__INPUT MATERIAL__
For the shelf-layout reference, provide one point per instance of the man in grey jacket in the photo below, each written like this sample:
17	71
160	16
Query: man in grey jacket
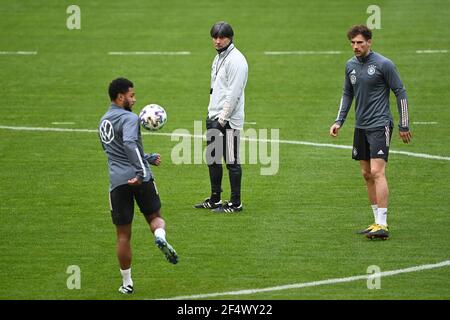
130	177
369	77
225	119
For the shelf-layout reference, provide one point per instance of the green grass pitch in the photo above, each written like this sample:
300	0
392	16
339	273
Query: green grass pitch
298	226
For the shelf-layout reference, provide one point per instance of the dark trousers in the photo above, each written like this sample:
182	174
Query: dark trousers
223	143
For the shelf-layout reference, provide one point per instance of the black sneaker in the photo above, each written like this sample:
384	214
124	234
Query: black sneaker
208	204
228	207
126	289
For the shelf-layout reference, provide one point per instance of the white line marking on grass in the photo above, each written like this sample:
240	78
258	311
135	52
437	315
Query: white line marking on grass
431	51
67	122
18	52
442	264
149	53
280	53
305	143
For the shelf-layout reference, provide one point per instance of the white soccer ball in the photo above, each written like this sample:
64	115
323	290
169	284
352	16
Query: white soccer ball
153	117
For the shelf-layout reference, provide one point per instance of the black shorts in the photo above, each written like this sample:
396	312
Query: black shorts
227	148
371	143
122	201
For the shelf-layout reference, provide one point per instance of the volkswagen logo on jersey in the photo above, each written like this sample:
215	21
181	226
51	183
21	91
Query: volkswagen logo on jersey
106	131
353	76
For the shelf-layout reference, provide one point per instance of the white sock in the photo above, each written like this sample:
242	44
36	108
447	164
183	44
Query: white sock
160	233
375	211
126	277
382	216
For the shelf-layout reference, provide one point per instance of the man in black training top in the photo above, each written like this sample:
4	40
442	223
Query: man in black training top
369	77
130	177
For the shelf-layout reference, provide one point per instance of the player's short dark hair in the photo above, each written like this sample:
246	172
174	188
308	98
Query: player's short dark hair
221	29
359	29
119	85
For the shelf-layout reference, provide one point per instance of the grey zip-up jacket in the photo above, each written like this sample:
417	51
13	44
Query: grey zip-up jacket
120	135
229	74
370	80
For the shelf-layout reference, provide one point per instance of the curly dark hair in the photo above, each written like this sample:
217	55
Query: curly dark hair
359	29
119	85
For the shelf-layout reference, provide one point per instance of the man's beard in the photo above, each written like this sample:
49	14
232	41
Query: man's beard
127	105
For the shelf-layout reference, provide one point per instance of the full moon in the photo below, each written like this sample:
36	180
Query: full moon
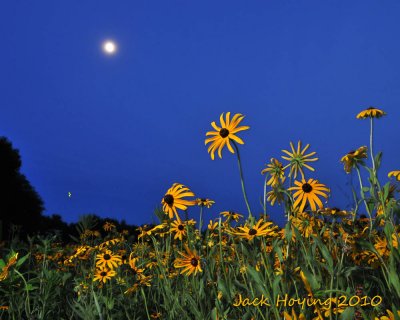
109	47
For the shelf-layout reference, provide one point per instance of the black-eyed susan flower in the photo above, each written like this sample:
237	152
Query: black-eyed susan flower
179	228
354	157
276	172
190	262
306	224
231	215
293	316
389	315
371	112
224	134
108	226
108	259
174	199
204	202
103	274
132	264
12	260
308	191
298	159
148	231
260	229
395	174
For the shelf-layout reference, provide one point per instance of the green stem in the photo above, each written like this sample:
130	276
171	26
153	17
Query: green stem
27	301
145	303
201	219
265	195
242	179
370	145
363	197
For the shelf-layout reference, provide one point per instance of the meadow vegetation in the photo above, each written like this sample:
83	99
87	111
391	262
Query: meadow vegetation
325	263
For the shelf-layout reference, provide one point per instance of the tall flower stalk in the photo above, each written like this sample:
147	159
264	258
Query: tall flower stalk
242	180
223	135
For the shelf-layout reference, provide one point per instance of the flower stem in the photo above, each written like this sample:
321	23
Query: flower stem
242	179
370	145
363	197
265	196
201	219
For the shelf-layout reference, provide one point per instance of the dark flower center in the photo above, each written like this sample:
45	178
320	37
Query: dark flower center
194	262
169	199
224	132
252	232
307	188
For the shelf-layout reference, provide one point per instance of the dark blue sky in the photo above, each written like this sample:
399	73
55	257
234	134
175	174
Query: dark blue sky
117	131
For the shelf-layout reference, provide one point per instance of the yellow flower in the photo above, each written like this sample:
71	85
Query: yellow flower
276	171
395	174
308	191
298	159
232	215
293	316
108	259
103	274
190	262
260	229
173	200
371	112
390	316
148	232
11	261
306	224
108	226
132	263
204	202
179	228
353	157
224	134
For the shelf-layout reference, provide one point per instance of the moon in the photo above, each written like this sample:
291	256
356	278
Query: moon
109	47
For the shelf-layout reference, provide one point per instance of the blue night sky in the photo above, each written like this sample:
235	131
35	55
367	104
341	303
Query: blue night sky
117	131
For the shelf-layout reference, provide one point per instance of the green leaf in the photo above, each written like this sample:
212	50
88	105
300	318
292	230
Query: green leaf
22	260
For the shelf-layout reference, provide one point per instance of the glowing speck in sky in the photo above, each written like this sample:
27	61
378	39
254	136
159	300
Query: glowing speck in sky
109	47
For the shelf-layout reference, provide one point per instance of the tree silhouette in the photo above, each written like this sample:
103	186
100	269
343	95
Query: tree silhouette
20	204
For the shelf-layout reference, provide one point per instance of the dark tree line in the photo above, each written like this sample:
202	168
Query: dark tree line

__TASK DETAILS__
Return all the records exactly, excluding images.

__EXERCISE OUTPUT__
For the shelf-layout reference, provide one point per instance of the man in grey jacket in the photo below, each written like this sample:
17	71
160	16
Query: man in grey jacket
130	177
369	77
225	119
For the shelf-layout reference, provide one point per instance of the green grass pitch in the photo above, each written like this sample:
300	0
392	16
339	273
Query: green grass pitch
298	226
For the shelf-layout reference, provide one point per instance of the dark trousers in the photo above, each written like this sample:
182	174
Query: dark trousers
223	143
For the shelf-layout reference, provide one point per instance of the black sneaker in the photo above, each written like this sample:
384	214
124	234
Query: black sneaker
208	204
228	207
126	289
For the shelf-layout reference, provide one point per instance of the white line marking on grass in the photo above, each written like this sample:
240	78
258	311
135	52
437	315
Query: white line marking on grass
431	51
67	122
18	52
442	264
149	53
280	53
305	143
For the shelf-layout reference, provide one point per instance of the white soccer ball in the photo above, each written like this sample:
64	115
323	290
169	284
352	16
Query: white soccer ball
153	117
For the shelf-layout reference, provide one point per instance of the black shorts in the photo above, each written like this sample:
396	312
Query: black shorts
227	148
371	143
122	201
For the shelf-layout reference, provide one point per instance of the volkswagen logo on jersey in the photo above, each written like this sample:
215	21
181	226
51	183
21	91
Query: volkswagen logo on jersey
106	131
353	76
For the shelf-layout reference, provide one point per instance of the white sock in the photo above, each written like this sample:
242	44
36	108
447	164
183	44
Query: white sock
160	233
375	211
126	277
382	216
For the shelf-layout reference, provide one point per instance of the man in black training top in the photo above, each written like this sample:
4	40
442	223
Query: man in black training top
369	77
130	177
For the shelf-layout reference, provide one point per instance of the player's short dark hair in the photo above, each written like this sample:
246	172
174	188
308	98
Query: player's short dark hair
221	29
359	29
119	85
For the shelf-layout reference, provide one point per instance of the grey zip-up jacket in the photo above, each written like this sample:
417	51
13	44
Query: grey zip-up jacket
120	135
229	74
370	80
For the shelf-layout reference, provide one point per instance of the curly dark hair in the photo above, each written like this sample:
217	55
Query: curly dark hair
359	29
119	85
For the shelf-layout reference, provide one point per instance of the man's beard in the photo above, each written like this sample:
49	14
232	41
Query: man's beard
127	105
For the shelf-layout reference, provide one point per instance of the full moon in the photo below, each written like this sample:
36	180
Query: full moon
109	47
For the shelf-layout reference, provide one point per instance of the black-eyed susan flower in the photo above, each written like this sample:
237	152
Query: black-eyed susan flower
179	228
354	157
276	172
190	262
306	224
231	215
293	316
389	315
371	112
224	134
108	226
108	259
174	199
204	202
103	274
132	264
12	260
308	191
298	159
148	231
260	229
395	174
For the shelf-layout reference, provide one point per instance of the green stem in the photo above, each written like this sample:
130	276
171	26
153	17
Query: green stem
27	301
145	303
201	219
265	195
242	179
370	145
363	197
For the shelf-layout reference, provide one point per instance of the meadow vegetation in the photo above, each written like this sample:
83	99
87	111
391	262
Query: meadow vegetation
325	263
For the shelf-layout reference, provide one point per instance of the tall flower stalk in the photo above, each written like this sample:
147	159
264	258
Query: tall flower stalk
242	180
223	135
For the shelf-layout reference, provide one point per instance of the flower stem in the photo above, each written like this sample:
321	23
Query: flower stem
242	179
370	145
363	197
265	196
201	219
For the shelf-layout reference, provide one point per instance of the dark flower center in the photo above, each written like this sample:
45	178
320	37
Query: dark flower center
194	262
169	199
224	132
252	232
307	188
For the shelf-layout reference, provide one point per instance of the dark blue sky in the photo above, each written like this sample:
399	73
55	257
234	134
175	174
Query: dark blue sky
117	131
For the shelf-layout reference, provide one point per instance of the yellow flower in the photo above, each written like this sample:
71	85
Query: yellow flower
276	171
395	174
308	191
298	159
232	215
293	316
108	259
103	274
190	262
260	229
173	200
371	112
390	316
148	232
11	261
306	224
108	226
132	263
204	202
179	228
353	157
224	134
For the shelf-layout reference, provide one point per instance of the moon in the photo above, each written like this sample:
291	256
356	278
Query: moon
109	47
For the shelf-layout reference, provide one point per instance of the blue night sky in the photo above, each written like this sample:
235	131
35	55
367	104
341	303
Query: blue night sky
117	131
For the shelf-layout reference, provide one point per instance of the green leaf in the photo above, each written like this sample:
212	50
88	105
300	318
292	230
Query: green leaf
22	260
For the shelf-layout reference, provide one point per instance of the glowing speck in sky in the photo above, each written like this sample:
27	61
378	39
254	136
159	300
Query: glowing speck in sky
109	47
For the shelf-layout reference, provide one point per instance of the tree silhouette in the photo above, each written like this sample:
103	186
100	269
343	95
Query: tree silhouette
20	204
For the shelf-layout reference, provide one point per instance of the dark tree line in the photo above, each written like this sample:
202	168
Query: dark tree line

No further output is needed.